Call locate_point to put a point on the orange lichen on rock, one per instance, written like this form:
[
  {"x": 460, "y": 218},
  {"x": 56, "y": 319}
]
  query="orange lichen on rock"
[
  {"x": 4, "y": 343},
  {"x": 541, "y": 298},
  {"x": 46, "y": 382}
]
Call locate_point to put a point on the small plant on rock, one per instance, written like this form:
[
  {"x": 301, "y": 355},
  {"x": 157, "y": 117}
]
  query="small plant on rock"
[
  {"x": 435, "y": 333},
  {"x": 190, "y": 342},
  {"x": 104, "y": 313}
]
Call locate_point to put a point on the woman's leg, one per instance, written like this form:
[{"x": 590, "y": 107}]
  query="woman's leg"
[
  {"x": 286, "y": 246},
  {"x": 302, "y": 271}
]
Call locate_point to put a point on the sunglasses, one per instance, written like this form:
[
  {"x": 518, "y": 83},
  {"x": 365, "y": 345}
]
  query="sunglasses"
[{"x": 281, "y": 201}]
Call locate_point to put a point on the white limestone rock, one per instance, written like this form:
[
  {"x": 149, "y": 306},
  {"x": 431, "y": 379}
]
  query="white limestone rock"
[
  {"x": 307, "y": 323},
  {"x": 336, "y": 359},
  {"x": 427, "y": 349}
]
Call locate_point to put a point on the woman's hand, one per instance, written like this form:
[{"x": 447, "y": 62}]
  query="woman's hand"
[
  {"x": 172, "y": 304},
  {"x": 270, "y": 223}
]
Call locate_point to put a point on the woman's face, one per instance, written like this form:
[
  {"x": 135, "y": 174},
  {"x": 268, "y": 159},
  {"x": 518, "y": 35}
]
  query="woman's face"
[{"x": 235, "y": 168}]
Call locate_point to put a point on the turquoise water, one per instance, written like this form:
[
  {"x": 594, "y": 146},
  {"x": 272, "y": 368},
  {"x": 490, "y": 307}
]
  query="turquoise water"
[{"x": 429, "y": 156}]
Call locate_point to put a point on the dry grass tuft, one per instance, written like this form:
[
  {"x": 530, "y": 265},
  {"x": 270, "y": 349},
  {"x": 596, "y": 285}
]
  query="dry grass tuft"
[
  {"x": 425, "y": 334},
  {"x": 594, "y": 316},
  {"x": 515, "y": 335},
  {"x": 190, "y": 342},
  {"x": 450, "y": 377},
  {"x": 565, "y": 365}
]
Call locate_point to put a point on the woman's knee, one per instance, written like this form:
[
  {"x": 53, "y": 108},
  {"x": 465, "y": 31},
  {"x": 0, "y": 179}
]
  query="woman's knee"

**Directive**
Rewrite all the records above with every "woman's" changed to "person's", keeping everything else the same.

**Full output**
Call locate_point to put a point on the orange lichen on rock, one per instance, written like this form:
[
  {"x": 460, "y": 218},
  {"x": 56, "y": 319}
]
  query="orange lichen on rock"
[
  {"x": 4, "y": 343},
  {"x": 541, "y": 298},
  {"x": 46, "y": 382}
]
Call locate_point to put a point on the small plant on rock, one per instance, written like this form:
[
  {"x": 301, "y": 355},
  {"x": 157, "y": 117}
]
  query="small plant on rock"
[
  {"x": 435, "y": 333},
  {"x": 190, "y": 342},
  {"x": 104, "y": 313}
]
Call locate_point to put a point on the person's leg, one per instance, written like this form:
[{"x": 590, "y": 107}]
  query="person's leg"
[
  {"x": 286, "y": 246},
  {"x": 302, "y": 271}
]
Call locate_point to put a point on the sunglasses, one per instance, written like this form:
[
  {"x": 518, "y": 83},
  {"x": 365, "y": 345}
]
  query="sunglasses"
[{"x": 281, "y": 201}]
Call locate_point to put a point on the white limestone rock, one per instance, written like this form:
[
  {"x": 149, "y": 306},
  {"x": 431, "y": 379}
]
  query="white limestone rock"
[
  {"x": 307, "y": 323},
  {"x": 336, "y": 359},
  {"x": 427, "y": 349}
]
Call locate_point to put a point on the person's hand, one per instance, written like this form:
[{"x": 447, "y": 62}]
  query="person's hand"
[
  {"x": 172, "y": 304},
  {"x": 270, "y": 223}
]
Call locate_point to put a point on the person's face, one per instance, written like this form:
[
  {"x": 135, "y": 174},
  {"x": 268, "y": 159},
  {"x": 518, "y": 35}
]
  query="person's face"
[{"x": 235, "y": 168}]
Call locate_point to put a point on the turquoise water, one per instance, written like this form:
[
  {"x": 594, "y": 146},
  {"x": 272, "y": 368},
  {"x": 490, "y": 307}
]
  query="turquoise water"
[{"x": 429, "y": 156}]
Call locate_point to put a point on the dry grass tuft, one per instance, written like this form:
[
  {"x": 530, "y": 265},
  {"x": 270, "y": 349},
  {"x": 596, "y": 285}
]
  query="dry grass tuft"
[
  {"x": 425, "y": 334},
  {"x": 594, "y": 316},
  {"x": 515, "y": 335},
  {"x": 190, "y": 342},
  {"x": 450, "y": 377},
  {"x": 565, "y": 365}
]
Call locate_point to put a point on the person's knee, one per instance, written like this form:
[
  {"x": 53, "y": 108},
  {"x": 465, "y": 31},
  {"x": 0, "y": 179}
]
  query="person's knee"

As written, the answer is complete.